Input for this task:

------------------------------------------------------------------------

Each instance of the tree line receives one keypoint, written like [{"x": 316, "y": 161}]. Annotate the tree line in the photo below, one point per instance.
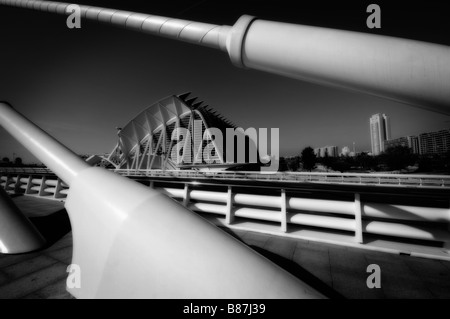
[{"x": 398, "y": 158}]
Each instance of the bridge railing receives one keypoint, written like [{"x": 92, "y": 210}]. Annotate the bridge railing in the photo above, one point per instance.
[
  {"x": 414, "y": 180},
  {"x": 312, "y": 177}
]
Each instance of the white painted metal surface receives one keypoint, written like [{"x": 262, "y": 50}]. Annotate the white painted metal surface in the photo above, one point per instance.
[
  {"x": 403, "y": 70},
  {"x": 131, "y": 241},
  {"x": 17, "y": 233}
]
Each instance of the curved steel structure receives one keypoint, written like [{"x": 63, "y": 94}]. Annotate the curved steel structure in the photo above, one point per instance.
[
  {"x": 150, "y": 140},
  {"x": 134, "y": 242},
  {"x": 413, "y": 72}
]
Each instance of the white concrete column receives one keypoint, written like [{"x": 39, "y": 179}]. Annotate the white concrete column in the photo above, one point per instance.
[
  {"x": 229, "y": 214},
  {"x": 358, "y": 219},
  {"x": 283, "y": 211}
]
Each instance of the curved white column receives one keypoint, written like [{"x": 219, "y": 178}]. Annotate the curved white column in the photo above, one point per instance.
[{"x": 131, "y": 241}]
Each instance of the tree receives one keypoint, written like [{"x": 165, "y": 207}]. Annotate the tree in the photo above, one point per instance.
[
  {"x": 293, "y": 163},
  {"x": 308, "y": 158},
  {"x": 282, "y": 165},
  {"x": 397, "y": 157},
  {"x": 18, "y": 161}
]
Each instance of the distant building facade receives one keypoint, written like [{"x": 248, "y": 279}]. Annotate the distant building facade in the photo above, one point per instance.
[
  {"x": 345, "y": 151},
  {"x": 428, "y": 143},
  {"x": 408, "y": 141},
  {"x": 434, "y": 142},
  {"x": 330, "y": 151},
  {"x": 380, "y": 131}
]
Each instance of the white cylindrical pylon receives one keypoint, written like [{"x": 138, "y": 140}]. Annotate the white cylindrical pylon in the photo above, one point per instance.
[{"x": 131, "y": 241}]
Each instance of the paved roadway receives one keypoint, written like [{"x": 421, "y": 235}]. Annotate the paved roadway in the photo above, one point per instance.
[{"x": 339, "y": 272}]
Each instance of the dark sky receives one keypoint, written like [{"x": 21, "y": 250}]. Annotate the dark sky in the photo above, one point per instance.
[{"x": 79, "y": 84}]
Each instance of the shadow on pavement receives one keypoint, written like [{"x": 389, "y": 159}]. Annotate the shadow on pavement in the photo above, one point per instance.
[
  {"x": 52, "y": 227},
  {"x": 300, "y": 273}
]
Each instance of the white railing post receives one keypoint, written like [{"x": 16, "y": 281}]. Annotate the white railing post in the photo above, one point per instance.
[
  {"x": 186, "y": 195},
  {"x": 283, "y": 211},
  {"x": 42, "y": 187},
  {"x": 358, "y": 219}
]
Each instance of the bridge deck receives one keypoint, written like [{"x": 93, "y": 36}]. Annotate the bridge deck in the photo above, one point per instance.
[{"x": 338, "y": 271}]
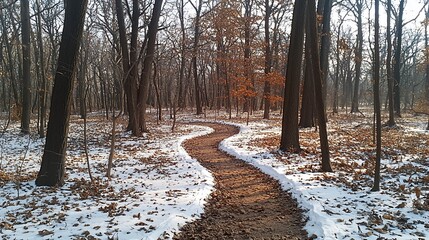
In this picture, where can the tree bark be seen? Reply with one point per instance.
(194, 57)
(26, 64)
(308, 98)
(320, 107)
(397, 62)
(268, 60)
(143, 92)
(376, 186)
(53, 160)
(358, 57)
(391, 121)
(326, 44)
(43, 87)
(427, 59)
(290, 134)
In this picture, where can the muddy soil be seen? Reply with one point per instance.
(246, 204)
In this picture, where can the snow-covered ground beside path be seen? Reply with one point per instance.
(155, 189)
(340, 205)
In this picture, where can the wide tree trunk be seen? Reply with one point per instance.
(397, 61)
(194, 57)
(290, 134)
(320, 107)
(54, 155)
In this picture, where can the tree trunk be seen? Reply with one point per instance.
(326, 44)
(427, 60)
(321, 118)
(391, 121)
(358, 58)
(143, 92)
(376, 186)
(53, 161)
(43, 88)
(129, 63)
(194, 56)
(290, 134)
(397, 62)
(26, 61)
(267, 69)
(308, 97)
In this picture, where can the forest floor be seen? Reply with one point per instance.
(246, 204)
(157, 188)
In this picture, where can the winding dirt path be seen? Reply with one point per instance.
(246, 204)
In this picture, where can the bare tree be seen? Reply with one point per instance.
(26, 64)
(376, 65)
(53, 161)
(290, 134)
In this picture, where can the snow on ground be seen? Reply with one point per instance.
(340, 205)
(155, 189)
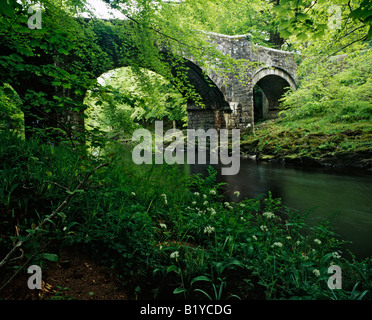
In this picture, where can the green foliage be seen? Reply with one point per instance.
(11, 117)
(338, 90)
(173, 229)
(135, 97)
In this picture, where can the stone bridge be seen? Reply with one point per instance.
(235, 102)
(229, 101)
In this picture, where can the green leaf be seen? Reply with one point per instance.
(9, 92)
(179, 290)
(50, 256)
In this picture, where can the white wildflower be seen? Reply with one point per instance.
(174, 255)
(268, 215)
(335, 255)
(212, 211)
(208, 229)
(277, 244)
(316, 272)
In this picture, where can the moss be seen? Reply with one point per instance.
(303, 142)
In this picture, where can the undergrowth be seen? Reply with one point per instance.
(167, 235)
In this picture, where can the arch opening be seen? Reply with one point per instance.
(269, 86)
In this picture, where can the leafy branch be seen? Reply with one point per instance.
(50, 217)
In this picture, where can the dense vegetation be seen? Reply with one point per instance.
(327, 121)
(165, 234)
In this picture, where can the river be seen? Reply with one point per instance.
(326, 191)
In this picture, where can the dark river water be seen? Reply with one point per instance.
(326, 191)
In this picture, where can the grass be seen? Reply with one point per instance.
(167, 235)
(314, 139)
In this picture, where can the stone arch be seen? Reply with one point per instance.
(272, 83)
(212, 113)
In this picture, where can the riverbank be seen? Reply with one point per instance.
(311, 142)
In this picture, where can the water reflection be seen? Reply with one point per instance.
(324, 190)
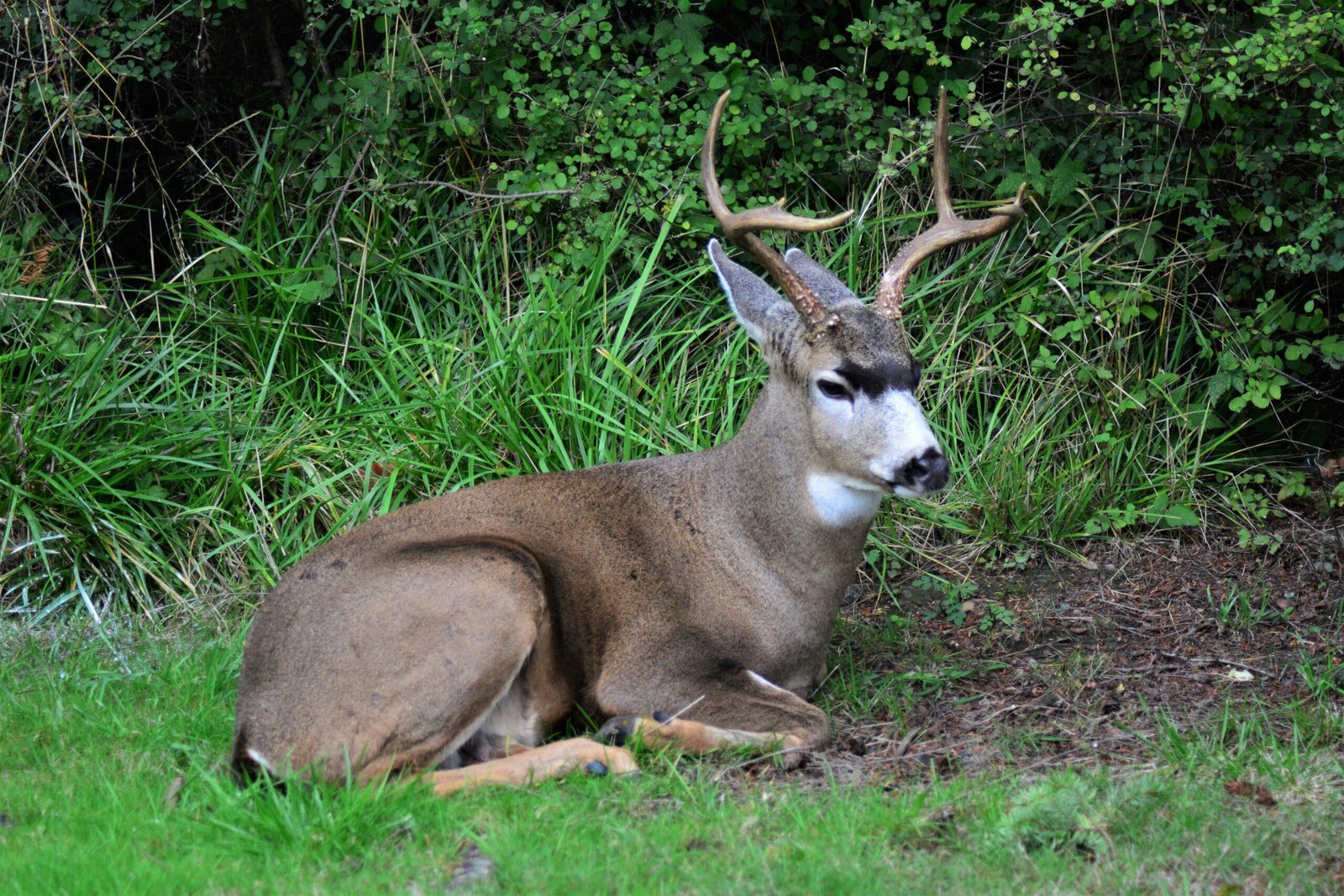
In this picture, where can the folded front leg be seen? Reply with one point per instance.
(732, 707)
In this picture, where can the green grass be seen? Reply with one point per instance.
(195, 443)
(100, 730)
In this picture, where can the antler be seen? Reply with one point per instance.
(951, 228)
(741, 228)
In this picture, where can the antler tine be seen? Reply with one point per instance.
(743, 228)
(952, 228)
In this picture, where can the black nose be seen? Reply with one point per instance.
(927, 472)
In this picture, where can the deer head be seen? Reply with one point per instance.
(846, 367)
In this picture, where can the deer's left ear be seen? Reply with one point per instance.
(828, 288)
(754, 302)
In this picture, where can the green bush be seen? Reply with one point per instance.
(262, 203)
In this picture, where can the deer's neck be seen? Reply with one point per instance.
(786, 499)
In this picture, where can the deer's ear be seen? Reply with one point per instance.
(757, 307)
(828, 288)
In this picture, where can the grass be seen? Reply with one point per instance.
(327, 358)
(111, 781)
(199, 441)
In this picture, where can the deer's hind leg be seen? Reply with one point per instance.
(367, 667)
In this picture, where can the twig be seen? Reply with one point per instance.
(491, 196)
(340, 197)
(1214, 661)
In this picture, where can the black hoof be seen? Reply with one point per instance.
(617, 731)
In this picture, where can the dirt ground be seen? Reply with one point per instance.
(1079, 661)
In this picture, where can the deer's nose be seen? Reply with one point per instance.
(924, 473)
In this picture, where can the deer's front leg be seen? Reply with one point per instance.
(699, 714)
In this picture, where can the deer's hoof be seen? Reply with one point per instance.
(618, 730)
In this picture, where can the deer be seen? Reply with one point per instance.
(685, 600)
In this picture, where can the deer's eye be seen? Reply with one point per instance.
(835, 390)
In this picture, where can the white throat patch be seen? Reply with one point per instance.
(842, 500)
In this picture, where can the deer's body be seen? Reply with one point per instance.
(687, 598)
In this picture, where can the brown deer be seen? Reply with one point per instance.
(685, 600)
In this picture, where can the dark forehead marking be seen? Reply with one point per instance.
(875, 379)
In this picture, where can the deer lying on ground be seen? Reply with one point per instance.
(685, 600)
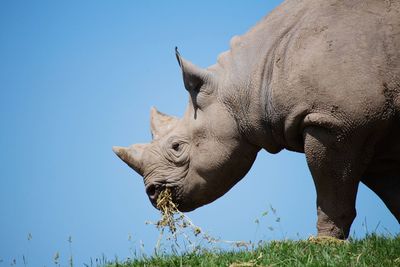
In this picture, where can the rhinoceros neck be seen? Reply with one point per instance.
(245, 72)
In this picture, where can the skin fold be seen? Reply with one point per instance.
(319, 77)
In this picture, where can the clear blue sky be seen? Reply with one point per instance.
(76, 78)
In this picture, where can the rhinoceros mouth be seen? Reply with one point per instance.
(154, 190)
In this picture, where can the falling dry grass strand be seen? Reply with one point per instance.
(168, 209)
(180, 226)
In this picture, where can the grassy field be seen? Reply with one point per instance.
(370, 251)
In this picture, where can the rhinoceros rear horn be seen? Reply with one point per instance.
(161, 123)
(132, 156)
(193, 76)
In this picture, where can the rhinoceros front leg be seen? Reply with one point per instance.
(336, 167)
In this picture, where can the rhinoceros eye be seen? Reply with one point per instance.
(176, 146)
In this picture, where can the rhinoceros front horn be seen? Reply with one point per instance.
(132, 156)
(161, 123)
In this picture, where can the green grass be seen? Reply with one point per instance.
(373, 250)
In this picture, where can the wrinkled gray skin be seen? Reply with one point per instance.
(320, 77)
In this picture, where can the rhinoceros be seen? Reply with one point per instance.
(319, 77)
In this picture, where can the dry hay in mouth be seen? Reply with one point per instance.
(180, 225)
(168, 209)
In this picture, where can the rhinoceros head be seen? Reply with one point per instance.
(199, 157)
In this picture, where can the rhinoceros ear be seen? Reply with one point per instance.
(161, 123)
(193, 77)
(132, 156)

------------------------------------------------------------------------

Short exercise: Rewrite everything from the line containing "In this picture, where can the rhinoceros front horn" down to the end of the records, replacing every "rhinoceros" with "rhino" and leaving all else unchanged.

Solution:
In this picture, where can the rhino front horn be seen? Reply with one point per instance.
(132, 156)
(161, 123)
In this picture, where can the green grass be seen? Reply with one point per instance.
(373, 250)
In this picture, where can the wrinkled gray skin be seen? Reply with one point per instance.
(320, 77)
In this picture, where can the rhino be seen? Reply with one point per instance.
(319, 77)
In this picture, where can the dry hay in mouth be seen? Reply with one point per instance.
(180, 225)
(168, 209)
In this picture, where can the rhino head be seen? Reply with one point per instance.
(199, 157)
In this picture, where can the rhino ear be seen? Reply with one point per instance.
(161, 123)
(193, 77)
(132, 156)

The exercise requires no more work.